START ENTRIES SHOWN
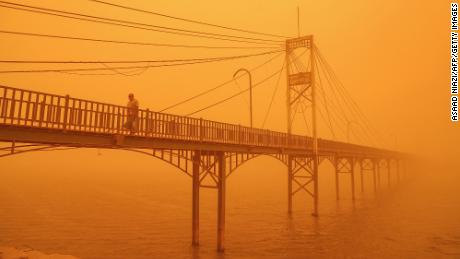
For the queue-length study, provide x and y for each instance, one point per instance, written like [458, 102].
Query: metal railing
[21, 107]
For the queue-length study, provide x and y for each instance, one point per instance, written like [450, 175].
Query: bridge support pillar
[196, 198]
[289, 171]
[345, 166]
[221, 175]
[352, 177]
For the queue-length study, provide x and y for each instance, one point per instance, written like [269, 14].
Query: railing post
[66, 112]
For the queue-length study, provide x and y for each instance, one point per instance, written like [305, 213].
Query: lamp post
[250, 90]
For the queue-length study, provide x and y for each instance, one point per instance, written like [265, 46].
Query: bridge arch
[180, 160]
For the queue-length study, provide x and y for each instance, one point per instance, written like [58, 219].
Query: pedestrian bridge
[208, 151]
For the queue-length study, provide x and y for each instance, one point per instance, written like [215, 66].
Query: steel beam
[220, 201]
[196, 198]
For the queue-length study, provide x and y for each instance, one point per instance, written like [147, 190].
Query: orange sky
[392, 56]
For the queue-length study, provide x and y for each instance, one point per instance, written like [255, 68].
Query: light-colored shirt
[133, 106]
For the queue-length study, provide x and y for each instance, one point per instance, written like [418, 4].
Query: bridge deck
[37, 117]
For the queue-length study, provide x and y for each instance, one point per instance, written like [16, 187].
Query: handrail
[30, 108]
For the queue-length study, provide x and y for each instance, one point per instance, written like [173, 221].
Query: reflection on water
[147, 214]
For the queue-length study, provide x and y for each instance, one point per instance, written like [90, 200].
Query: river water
[94, 211]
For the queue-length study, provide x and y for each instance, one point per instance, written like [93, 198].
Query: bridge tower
[301, 100]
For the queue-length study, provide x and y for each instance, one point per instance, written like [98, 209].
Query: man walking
[132, 116]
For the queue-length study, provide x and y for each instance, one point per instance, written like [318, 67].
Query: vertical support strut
[221, 201]
[374, 175]
[289, 184]
[301, 90]
[352, 163]
[337, 190]
[361, 175]
[315, 137]
[196, 197]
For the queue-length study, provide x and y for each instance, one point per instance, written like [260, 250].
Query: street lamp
[250, 90]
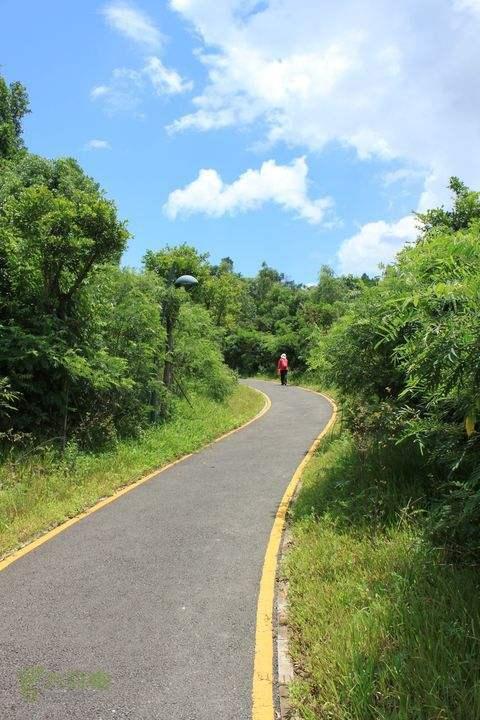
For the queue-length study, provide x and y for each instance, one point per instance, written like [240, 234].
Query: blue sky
[286, 131]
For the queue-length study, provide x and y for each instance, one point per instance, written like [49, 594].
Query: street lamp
END ENTRIES SHOWN
§ TASK DESCRIPTION
Print each entry shown above with exact wording and no pictures.

§ SOLUTION FOR THIS EXERCISE
For the queue-length study, provide x and y for each instance, one point per instance, written like [458, 102].
Query: metal railing
[21, 107]
For the queue-length study, provide x and y for each instance, one point per instance, written like [450, 175].
Query: bridge support pillar
[196, 198]
[289, 171]
[345, 166]
[221, 175]
[352, 177]
For the queue-length study, provide x and y for each instance, one point per instance, written like [269, 14].
Query: railing post
[66, 112]
For the queue-length study, provide x and y for each instance, one point per instance, written like [305, 213].
Query: lamp post
[250, 90]
For the queue-length study, provide x and y for each instance, one point per instance, written like [265, 46].
Query: bridge arch
[180, 160]
For the queue-length study, provide x and y for each instance, one point per instance, written like [58, 219].
Query: pedestrian bridge
[208, 151]
For the queue-length study, provide x and y for each instance, one point per instance, written like [215, 66].
Query: steel beam
[220, 201]
[196, 198]
For the queue-length study, provide x and y for each instance, one point per instance, written like [147, 190].
Query: orange sky
[392, 56]
For the queue-length study, provide x and y for each instance, one point per instance, written like [255, 68].
Query: light-colored shirt
[133, 106]
For the queue-length study, provide x and y for each instance, one point per instance, written like [418, 4].
Query: bridge deck
[37, 117]
For the queue-length study, provide x and y for each instance, one point per instance, written like [16, 187].
Query: handrail
[30, 108]
For the queue-length study, provide x and y for each instance, one point per instance, written like [173, 221].
Query: reflection on water
[147, 214]
For the queue-length study, provide x and y for each instance, one point per instance, written like [90, 200].
Query: river water
[94, 211]
For the queue-length study, provide x and y for each instance, one point per instance, written like [93, 198].
Query: bridge tower
[301, 100]
For the queue-length study, provide x and y for each instance, one point per instance, written like [98, 209].
Query: man walking
[132, 116]
For the queue-length study, provide x and y for each instance, one point per instance, written like [318, 67].
Query: vertical support strut
[221, 201]
[374, 175]
[289, 184]
[301, 90]
[352, 163]
[337, 190]
[361, 175]
[315, 137]
[196, 197]
For the queue-length study, provide x and y for each instance, one point per instance, written like [260, 250].
Query: street lamp
[250, 90]
For the queue-length study, provide x and y for each instance, one point per instance, written like [240, 234].
Query: blue sky
[286, 131]
For the queue-length study, provide x and y for each instance, one point per instance, written like [49, 594].
Query: street lamp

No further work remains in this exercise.